Page extract:
══════════════════════════════

In the starting guide (last post) we went over the statements that allow us to access a SQLite3 database from Python. Here we're going to go over some recipes. These are code examples that will put those statements together to do something specific.
Loading a CSV into SQLite database
First thing we need to do is get data into the database. We could type it all in, but more commonly we'll have CSV files that we can load in.
This example is using two context managers. The first one is for opening the database. Inside that, we're opening the CSV file. Keep in mind it's the indentation that determines when each context ends.
# Import the modules
import csv
import sqlite3
# Define the database file name
db_file = "data\data2.db"
# Use the with statement to create a context manager
with sqlite3.connect(db_file) as conn:
# Create a cursor object to execute queries
cursor = conn.cursor()
# Create a table with the same columns as the CSV file
cursor.execute(
"""CREATE TABLE IF NOT EXISTS people
(name TEXT, age INTEGER, address TEXT)"""
)
# Open the CSV file
with open("data\data.csv", "r") as f:
# Create a csv reader object
reader = csv.reader(f)
# Skip the header row
next(reader)
# Insert each row into the table
for row in reader:
cursor.execute("""INSERT INTO people
(name, age, gender)
VALUES (?, ?, ?)""",
row)
conn.close()
Another option is instead of looping over the reader in the for row in reader
loop.
We could use the list
function and convert it to a list and use executemany
. The rest of the code would stay the same, just the for
loop would be removed since executemany
would handle looping over for us.
cursor.executemany("""INSERT INTO people
(name, age, gender)
VALUES (?, ?, ?)""",
list(reader))

══════════════════════════════

Given information:
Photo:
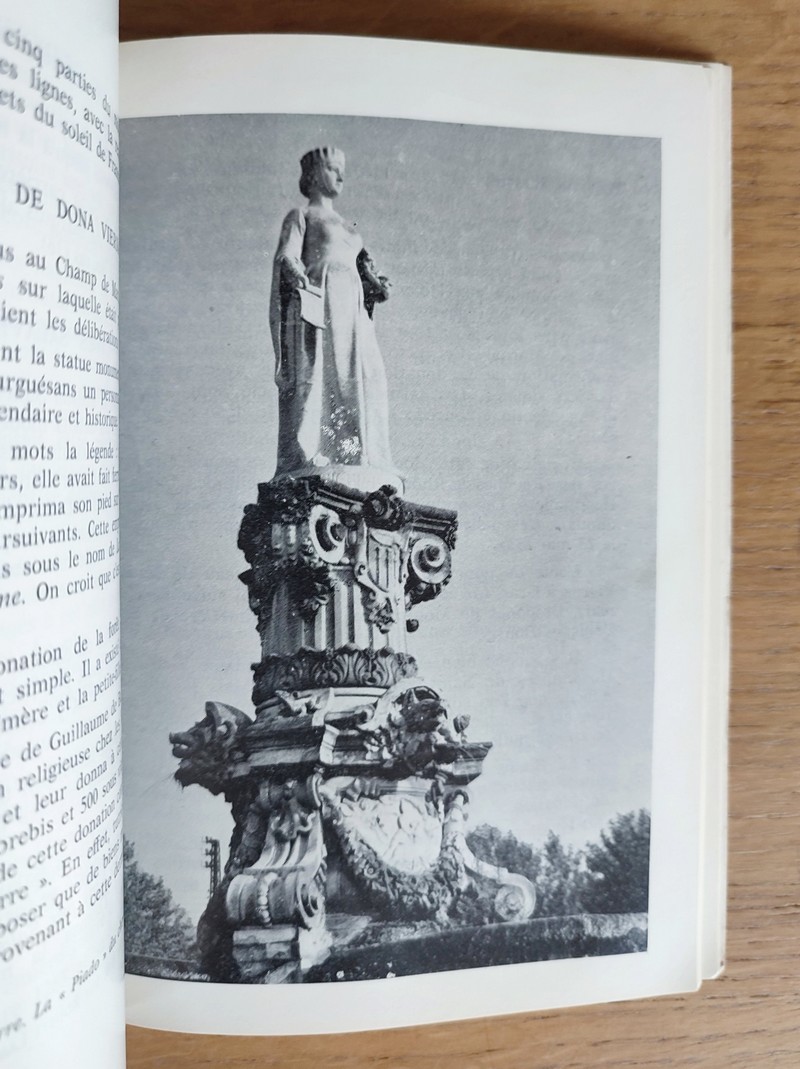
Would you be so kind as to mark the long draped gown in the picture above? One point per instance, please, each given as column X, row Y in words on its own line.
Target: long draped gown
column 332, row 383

══════════════════════════════

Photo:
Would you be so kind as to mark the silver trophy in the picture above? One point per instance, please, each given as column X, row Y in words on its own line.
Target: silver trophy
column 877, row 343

══════════════════════════════

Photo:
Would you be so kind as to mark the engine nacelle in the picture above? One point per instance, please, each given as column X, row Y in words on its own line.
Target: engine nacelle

══════════════════════════════

Tasks for this exercise:
[A] Answer these questions about the SQLite tutorial:
(i) How many context managers does the first example use?
(ii) What is the name of the table the code creates?
(iii) Which function takes over the looping when the for loop is removed?
[B] Please return the SQLite tutorial's text between "In the starting" and "can load in.", inclusive.
Rely on the SQLite tutorial alone for what comes next.

Exercise responses:
[A]
(i) Two.
(ii) people
(iii) executemany

[B]
In the starting guide (last post) we went over the statements that allow us to access a SQLite3 database from Python. Here we're going to go over some recipes. These are code examples that will put those statements together to do something specific.
Loading a CSV into SQLite database
First thing we need to do is get data into the database. We could type it all in, but more commonly we'll have CSV files that we can load in.